> [Text]:
• • • • •
PIAGET and the Roses of the Chateau de Malmaison

May 21, 2013,10:43 AM
 

PIAGET AND THE CHATEAU DE MALMAISON
From passion to patronage

 

 

 

 

 

 

Château de Malmaison © Musée National du Château de Malmaison

 

The rose has a history that Piaget is committed to preserving. By becoming a patron of the project to restore the “former” rose garden of the Château de Malmaison, the watchmaker and jeweler is contributing to bringing one of the most beautiful testimonials to the love of roses back to life.

 

 

 

Further to the celebration of the Piaget Embroidery Rose Dial reported here (click URL): piaget.watchprosite.com

and

Piaget Rose Day announced here (click URL): piaget.watchprosite.com

We are pleased to report on a social awareness project that Piaget has undertaken.

   

Piaget as a patron of the arts

Piaget is making a contribution to the restoration of the castle’s former rose garden to its original splendour by sponsoring the renovation project spearheaded by the Musée National de Malmaison, in preparation for the bicentennial of the death of the Empress in 2014.

The woman whom Napoleon renamed Josephine had, from birth, a predilection for roses thanks to her given name, Rose. The collection that she brought together at Malmaison became one of the most beautiful and enviable collections in all of Europe, thanks to the diversity of some 250 varieties it contained in 1814.

The Malmaison Museum will bring this collection to life again, and at the end of the reconstruction, it will present 750 rose bushes from the First to the Second Empire, enhancing our knowledge of the botanical work of the Empress. This project will take the form of a pedagogical worksite through partnership with the Centre de Formation Professionnelle et de Promotion Horticole of St. Germain-en-Laye. Piaget is proud to be associated with this ambitious program, which will enable the public to experience Josephine’s passion for roses.

 

 

 

The rose garden of the Château de Malmaison before the renovation

 

 

 


 

 

 

The Empress Josephine   

 

 

 

Portrait of Empress Josephine by Firmin Massot © rmn

One woman above all others incarnates the passion for roses: the Empress Josephine. For this woman of refined taste, a leader of fashion, roses are an essential presence. In her gardens, her salons, even on her clothing and in her hair, which she adorned with fresh flowers, roses were part of her daily life. But Josephine’s interest went beyond coquettish fashion. She was a woman ahead of her time, a woman who had an inexhaustible curiosity and a desire to preserve and to share.
• • • • •
> [What you are asked to do]:
Using the text on Piaget and the Malmaison rose garden, answer these:
(a) How many varieties did Josephine's rose collection contain in 1814?
(b) How many rose bushes will the museum present at the end of the reconstruction?
(c) Who painted the portrait of Empress Josephine?

> [Dataset]:
• • • • •
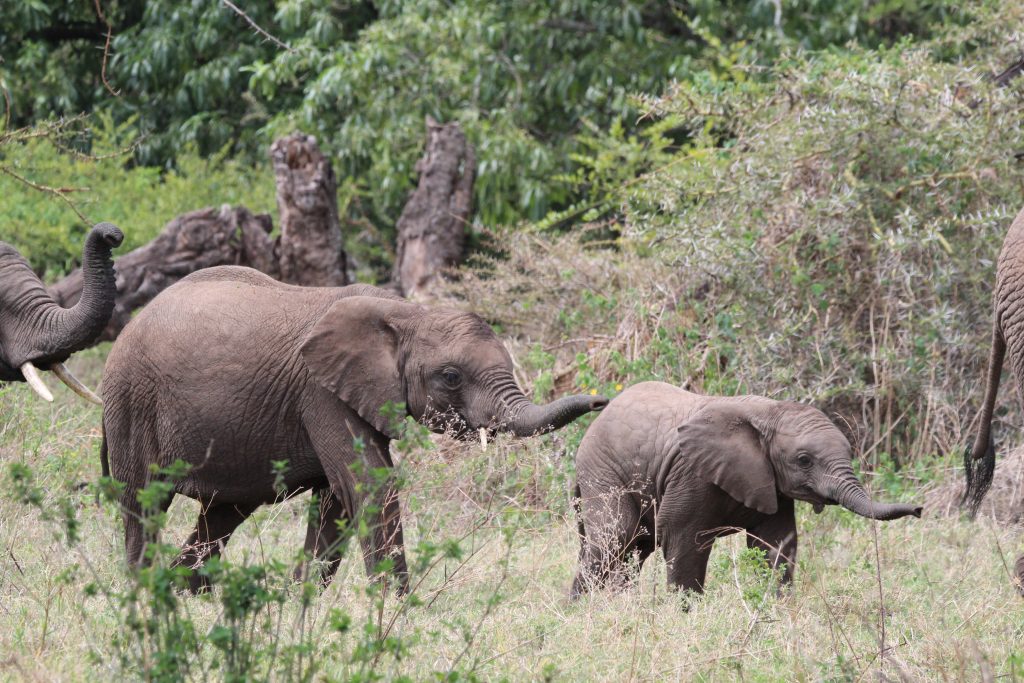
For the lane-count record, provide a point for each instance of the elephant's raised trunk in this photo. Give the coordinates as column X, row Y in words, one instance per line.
column 73, row 329
column 527, row 419
column 851, row 495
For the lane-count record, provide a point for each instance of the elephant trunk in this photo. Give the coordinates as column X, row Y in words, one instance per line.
column 523, row 418
column 71, row 330
column 851, row 495
column 530, row 419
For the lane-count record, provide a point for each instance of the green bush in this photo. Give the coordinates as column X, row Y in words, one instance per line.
column 827, row 235
column 102, row 185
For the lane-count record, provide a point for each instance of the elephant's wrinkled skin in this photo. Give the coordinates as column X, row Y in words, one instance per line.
column 36, row 332
column 229, row 371
column 665, row 467
column 1008, row 335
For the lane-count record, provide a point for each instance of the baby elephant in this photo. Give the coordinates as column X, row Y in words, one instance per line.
column 665, row 467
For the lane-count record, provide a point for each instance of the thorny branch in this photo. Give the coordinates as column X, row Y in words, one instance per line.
column 107, row 51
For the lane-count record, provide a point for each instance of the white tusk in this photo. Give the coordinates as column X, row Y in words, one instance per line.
column 74, row 384
column 32, row 377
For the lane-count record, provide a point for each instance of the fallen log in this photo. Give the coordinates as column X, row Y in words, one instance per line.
column 311, row 249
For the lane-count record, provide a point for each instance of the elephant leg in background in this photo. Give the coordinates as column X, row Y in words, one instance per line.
column 685, row 541
column 777, row 537
column 213, row 529
column 325, row 540
column 334, row 440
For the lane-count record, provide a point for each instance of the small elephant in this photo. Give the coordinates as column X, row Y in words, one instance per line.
column 666, row 467
column 1008, row 334
column 229, row 371
column 36, row 332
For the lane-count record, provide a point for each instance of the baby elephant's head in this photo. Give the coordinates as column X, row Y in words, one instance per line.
column 756, row 449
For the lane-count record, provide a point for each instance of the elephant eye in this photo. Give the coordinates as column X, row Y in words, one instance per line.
column 452, row 377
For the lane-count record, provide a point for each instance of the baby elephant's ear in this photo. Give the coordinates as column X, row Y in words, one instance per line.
column 352, row 351
column 725, row 450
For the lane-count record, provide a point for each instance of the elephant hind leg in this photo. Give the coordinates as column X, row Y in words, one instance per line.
column 140, row 525
column 213, row 528
column 326, row 538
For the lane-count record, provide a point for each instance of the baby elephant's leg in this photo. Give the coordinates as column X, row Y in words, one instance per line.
column 776, row 535
column 610, row 530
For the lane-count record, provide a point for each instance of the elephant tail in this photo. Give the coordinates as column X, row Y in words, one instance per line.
column 104, row 462
column 979, row 460
column 578, row 507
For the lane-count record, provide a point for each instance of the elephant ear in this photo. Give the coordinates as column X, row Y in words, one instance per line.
column 352, row 350
column 725, row 450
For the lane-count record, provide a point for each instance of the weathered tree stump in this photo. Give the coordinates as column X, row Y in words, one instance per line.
column 311, row 249
column 197, row 240
column 432, row 226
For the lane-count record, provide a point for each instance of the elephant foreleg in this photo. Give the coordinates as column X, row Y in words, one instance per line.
column 359, row 478
column 612, row 529
column 777, row 537
column 214, row 527
column 384, row 544
column 326, row 538
column 686, row 552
• • • • •
> [Answer for the task]:
(a) Some 250 varieties.
(b) 750 rose bushes.
(c) Firmin Massot.